┌─ INPUT DATA

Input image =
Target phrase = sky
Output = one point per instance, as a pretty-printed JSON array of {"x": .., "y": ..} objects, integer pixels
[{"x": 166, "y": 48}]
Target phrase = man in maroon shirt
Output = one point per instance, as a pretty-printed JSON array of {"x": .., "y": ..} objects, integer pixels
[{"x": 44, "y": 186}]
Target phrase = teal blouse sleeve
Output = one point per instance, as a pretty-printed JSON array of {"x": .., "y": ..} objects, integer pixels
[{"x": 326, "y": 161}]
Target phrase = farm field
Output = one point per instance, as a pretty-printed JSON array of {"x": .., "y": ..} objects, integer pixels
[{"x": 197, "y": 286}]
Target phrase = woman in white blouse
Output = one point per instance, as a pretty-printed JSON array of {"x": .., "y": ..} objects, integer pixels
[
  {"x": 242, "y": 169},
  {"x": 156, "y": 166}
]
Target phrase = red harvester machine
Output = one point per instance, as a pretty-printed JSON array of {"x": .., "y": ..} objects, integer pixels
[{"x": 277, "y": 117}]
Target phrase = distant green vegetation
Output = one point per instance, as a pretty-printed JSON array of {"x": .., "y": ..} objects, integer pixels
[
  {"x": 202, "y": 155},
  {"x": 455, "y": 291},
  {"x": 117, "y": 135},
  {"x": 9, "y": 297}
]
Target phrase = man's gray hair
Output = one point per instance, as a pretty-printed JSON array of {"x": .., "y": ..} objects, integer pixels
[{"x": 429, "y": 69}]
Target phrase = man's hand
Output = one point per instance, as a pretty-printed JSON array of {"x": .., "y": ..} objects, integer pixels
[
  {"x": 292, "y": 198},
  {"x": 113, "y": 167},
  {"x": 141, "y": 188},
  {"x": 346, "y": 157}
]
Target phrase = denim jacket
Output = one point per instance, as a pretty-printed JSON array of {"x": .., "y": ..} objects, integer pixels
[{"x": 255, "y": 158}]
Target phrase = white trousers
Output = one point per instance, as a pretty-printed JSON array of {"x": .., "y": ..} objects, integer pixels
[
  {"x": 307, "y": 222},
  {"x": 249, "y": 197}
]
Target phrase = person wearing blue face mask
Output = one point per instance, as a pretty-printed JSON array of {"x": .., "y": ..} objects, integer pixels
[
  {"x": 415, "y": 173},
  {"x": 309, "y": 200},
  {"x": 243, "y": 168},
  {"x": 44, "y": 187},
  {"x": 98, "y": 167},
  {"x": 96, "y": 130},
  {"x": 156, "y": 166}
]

└─
┌─ INPUT DATA

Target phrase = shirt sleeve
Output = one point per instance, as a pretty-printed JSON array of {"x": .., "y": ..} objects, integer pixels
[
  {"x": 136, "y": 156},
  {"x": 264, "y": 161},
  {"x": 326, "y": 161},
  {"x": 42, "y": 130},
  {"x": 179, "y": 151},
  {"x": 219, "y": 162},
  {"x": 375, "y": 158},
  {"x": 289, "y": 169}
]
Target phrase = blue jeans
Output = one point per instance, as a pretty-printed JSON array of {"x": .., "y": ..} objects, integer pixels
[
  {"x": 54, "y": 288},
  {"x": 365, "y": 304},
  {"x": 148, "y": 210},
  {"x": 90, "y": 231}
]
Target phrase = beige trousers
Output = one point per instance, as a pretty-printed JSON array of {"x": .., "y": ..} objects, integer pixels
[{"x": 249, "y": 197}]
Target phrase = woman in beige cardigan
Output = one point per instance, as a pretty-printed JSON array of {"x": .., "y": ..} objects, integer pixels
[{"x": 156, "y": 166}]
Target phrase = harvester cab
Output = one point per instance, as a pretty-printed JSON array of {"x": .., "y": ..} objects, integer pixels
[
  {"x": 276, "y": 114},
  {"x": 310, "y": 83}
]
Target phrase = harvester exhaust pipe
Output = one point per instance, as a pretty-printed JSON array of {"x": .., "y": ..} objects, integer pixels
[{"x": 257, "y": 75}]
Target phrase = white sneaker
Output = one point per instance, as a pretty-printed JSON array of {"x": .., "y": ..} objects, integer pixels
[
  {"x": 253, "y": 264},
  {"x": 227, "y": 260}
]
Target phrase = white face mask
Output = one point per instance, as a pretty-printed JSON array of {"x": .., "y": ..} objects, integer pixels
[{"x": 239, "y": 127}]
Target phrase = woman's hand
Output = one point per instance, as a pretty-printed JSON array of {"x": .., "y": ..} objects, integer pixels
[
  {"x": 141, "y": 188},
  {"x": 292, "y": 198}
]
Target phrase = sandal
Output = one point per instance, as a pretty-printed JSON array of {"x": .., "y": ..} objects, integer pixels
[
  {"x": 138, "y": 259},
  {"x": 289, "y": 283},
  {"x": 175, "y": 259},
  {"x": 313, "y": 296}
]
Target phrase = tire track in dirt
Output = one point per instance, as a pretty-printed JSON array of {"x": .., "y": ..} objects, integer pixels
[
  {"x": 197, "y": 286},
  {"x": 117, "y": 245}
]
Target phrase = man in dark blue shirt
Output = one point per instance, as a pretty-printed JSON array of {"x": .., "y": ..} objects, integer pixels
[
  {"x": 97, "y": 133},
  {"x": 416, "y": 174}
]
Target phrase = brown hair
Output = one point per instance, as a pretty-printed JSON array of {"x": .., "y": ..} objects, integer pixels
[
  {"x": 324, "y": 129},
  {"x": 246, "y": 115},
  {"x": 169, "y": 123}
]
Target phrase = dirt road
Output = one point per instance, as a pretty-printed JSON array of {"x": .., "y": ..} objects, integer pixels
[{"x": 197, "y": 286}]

└─

▶ [YOUR OBJECTIVE]: Check each line of the data above for the string "blouse", and copy the ones that have it.

▶ [REPLY TO THE TASK]:
Target phrase = teal blouse sleeve
Target phrase = woman in white blouse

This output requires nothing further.